## Текстовый фрагмент
Таким образом, персонажи Брюсова бесплодно пытаются достичь восстановления языческих традиций – цели, которая ускользнула от императора Юлиана. Но эти герои, как и сам Брюсов, столкнулись со стремительно меняющимися историческими обстоятельствами, и их противостояние изменениям становилось все более и более безнадежным. Брюсов создает поразительно детальное и полномасштабное изображение Рима IV века и его жителей (в отличие от идеализированного описания биографии одного «великого человека», которое мы видим у Мережковского) – такой подход в каком-то смысле подчеркивает незначительность поддерживающих язычество персонажей, в особенности главного героя – Юния Норбана, – и дела, за которое они борются. Юний, имя которого напоминает имя Юлиана, не одержимый идеей император, а вполне заурядный обеспеченный юноша – провинциал из Аквитании. Он воспитан в традиционной языческой семье. Со стороны отца его предки – освобожденные рабы, по линии матери он родственник сенатора Тибуртина, пьяницы-язычника, которому его жена-христианка наставляет рога со священником. Юний теряет голову от поразительно красивой и эгоистичной падчерицы Тибуртина – язычницы Гесперии. Когда Грациан приказывает убрать из Сената Алтарь победы, Юний присоединяется к возглавляемой Гесперией группе жителей, стремящихся изменить это распоряжение и защитить римский пантеон. Гесперия доверяет ему опасную тайну, невыполнимую миссию – убийство императора. Он едет вместе с посольством Симмаха в Милан, где находится резиденция императора. Юния хватают до того, как он успевает совершить покушение, и на много месяцев бросают в подземную тюрьму, откуда его вызволяет всегда снисходительный к людям Симмах и отправляет на роскошную римскую виллу поправить здоровье. Христианин отец Николай, появляющийся в обоих романах и стремящийся обратить Юния в «новую веру», даже называет Юния «маленьким Юлианом» (523).

[Записи из коллекции]
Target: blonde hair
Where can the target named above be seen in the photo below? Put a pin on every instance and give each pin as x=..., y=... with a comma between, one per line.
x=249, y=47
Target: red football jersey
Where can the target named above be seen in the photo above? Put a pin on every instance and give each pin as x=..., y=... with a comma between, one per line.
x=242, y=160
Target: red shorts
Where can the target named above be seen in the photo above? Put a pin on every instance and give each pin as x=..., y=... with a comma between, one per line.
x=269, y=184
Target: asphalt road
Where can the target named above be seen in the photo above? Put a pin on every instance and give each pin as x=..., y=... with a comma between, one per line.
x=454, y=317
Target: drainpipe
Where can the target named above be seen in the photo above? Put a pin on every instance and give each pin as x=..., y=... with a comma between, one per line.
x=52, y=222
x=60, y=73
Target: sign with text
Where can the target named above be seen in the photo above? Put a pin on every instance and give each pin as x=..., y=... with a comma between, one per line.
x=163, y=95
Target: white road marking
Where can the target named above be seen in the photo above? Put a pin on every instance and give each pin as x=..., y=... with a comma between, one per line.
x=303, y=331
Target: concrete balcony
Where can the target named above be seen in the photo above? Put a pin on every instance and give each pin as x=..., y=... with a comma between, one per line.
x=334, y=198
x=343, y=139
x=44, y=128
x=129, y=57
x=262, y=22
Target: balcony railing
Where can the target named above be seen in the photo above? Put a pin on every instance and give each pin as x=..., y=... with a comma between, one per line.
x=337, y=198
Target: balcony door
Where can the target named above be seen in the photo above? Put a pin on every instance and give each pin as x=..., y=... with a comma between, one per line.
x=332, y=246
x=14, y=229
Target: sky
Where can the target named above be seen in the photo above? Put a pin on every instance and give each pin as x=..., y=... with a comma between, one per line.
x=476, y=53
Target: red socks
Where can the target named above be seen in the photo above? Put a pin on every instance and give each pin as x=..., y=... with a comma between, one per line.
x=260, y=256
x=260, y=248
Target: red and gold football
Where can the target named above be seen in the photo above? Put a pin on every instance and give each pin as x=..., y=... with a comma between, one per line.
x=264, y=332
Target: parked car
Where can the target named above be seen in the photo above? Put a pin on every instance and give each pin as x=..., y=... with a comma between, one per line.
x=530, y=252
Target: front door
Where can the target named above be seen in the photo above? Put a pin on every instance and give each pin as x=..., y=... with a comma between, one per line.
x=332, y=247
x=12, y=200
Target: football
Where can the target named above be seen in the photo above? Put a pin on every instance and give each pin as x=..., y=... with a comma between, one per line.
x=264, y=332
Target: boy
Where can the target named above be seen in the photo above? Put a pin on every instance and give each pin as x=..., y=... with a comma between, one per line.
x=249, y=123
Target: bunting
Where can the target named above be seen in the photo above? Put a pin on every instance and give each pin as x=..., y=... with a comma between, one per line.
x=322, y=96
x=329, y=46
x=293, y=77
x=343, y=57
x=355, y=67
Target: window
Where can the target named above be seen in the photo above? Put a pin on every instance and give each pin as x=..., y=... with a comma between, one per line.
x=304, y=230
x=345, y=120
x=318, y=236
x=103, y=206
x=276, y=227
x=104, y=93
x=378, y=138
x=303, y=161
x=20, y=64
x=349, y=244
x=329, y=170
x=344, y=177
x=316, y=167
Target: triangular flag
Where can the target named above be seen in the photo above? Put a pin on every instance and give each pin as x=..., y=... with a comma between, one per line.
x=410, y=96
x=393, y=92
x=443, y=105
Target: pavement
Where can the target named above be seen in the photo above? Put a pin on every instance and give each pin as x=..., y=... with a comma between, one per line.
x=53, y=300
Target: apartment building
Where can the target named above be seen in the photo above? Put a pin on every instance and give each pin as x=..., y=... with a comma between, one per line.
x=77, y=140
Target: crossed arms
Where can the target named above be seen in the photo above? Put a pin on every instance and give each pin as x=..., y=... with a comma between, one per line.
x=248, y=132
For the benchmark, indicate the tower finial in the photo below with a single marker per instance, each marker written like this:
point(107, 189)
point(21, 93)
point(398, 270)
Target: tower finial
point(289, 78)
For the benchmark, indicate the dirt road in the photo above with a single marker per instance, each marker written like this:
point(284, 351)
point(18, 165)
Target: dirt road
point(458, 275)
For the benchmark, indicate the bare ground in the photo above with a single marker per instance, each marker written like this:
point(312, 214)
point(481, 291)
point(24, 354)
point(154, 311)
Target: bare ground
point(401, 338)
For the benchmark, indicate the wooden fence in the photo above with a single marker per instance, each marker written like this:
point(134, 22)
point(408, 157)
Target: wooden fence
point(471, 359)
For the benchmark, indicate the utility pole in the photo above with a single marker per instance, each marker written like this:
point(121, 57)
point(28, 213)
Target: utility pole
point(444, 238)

## Задания для выполнения
1) Повторите без изменений ту часть записей, которая открывается строкой, содержащей «Target: concrete balcony», и закрывается строкой, содержащей «x=530, y=252», включая обе эти строки.
2) Напишите продолжение текста о героях Брюсова, начиная сразу после его последнего предложения.

## Полученные ответы
1)
Target: concrete balcony
Where can the target named above be seen in the photo above? Put a pin on every instance and give each pin as x=..., y=... with a comma between, one per line.
x=334, y=198
x=343, y=139
x=44, y=128
x=129, y=57
x=262, y=22
Target: balcony railing
Where can the target named above be seen in the photo above? Put a pin on every instance and give each pin as x=..., y=... with a comma between, one per line.
x=337, y=198
Target: balcony door
Where can the target named above be seen in the photo above? Put a pin on every instance and give each pin as x=..., y=... with a comma between, one per line.
x=332, y=246
x=14, y=229
Target: sky
Where can the target named above be seen in the photo above? Put a pin on every instance and give each pin as x=..., y=... with a comma between, one per line.
x=476, y=53
Target: red socks
Where can the target named above be seen in the photo above? Put a pin on every instance and give each pin as x=..., y=... with a comma between, one per line.
x=260, y=256
x=260, y=248
Target: red and gold football
Where can the target named above be seen in the photo above? Put a pin on every instance and give each pin as x=..., y=... with a comma between, one per line.
x=264, y=332
Target: parked car
Where can the target named above be seen in the photo above? Put a pin on every instance and give each pin as x=..., y=... with a comma between, one per line.
x=530, y=252

2)
Юний так же, как Юлиан, испытывает внутренний конфликт, порожденный возложенной на него миссией. Но конфликт обретает не форму имперских порядков, как в случае Юлиана, а выражается в неспособности юноши выбрать между двумя женщинами, которых он встречает в Риме: язычницей Гесперией и Реей, эксцентричной христианкой-«еретичкой», участвующей в сектантских оргиях, посвященных приходу Антихриста. Несмотря на клятвы верности, принесенные Гесперии, и неотступные разумные сомнения во вменяемости и привлекательности Реи, он тем не менее неоднократно оставляет Гесперию, чтобы поучаствовать в устраиваемых Реей оргиях. Находясь в Милане, чтобы исполнить поручение Гесперии, Юний часто встречается с Реей и временами с трудом вспоминает о своих прежних обязательствах. Позже он едет с Гесперией в Британию, чтоб объединить силы с мятежником Максимом в очередной попытке завоевать власть и вернуть язычество в империю, но по дороге бросает ее, услышав, что римские легионеры собираются атаковать членов секты Реи, которые скрываются в горах возле Милана. Рея погибает в сражении: тело ее распростерто в форме креста – и Юний вновь возвращается к Гесперии. Постепенно, как и Юлиан, Юний принимает более канонический вариант веры Реи: во вступлении к «Юпитеру поверженному» появляется инок Варфоломей, который оказывается самим Юнием, исполнившимся христианского смирения, но все еще дрожащим при малейшей мысли о прекрасной Гесперии. Конфликт продолжается, как и у умирающего в страданиях Юлиана.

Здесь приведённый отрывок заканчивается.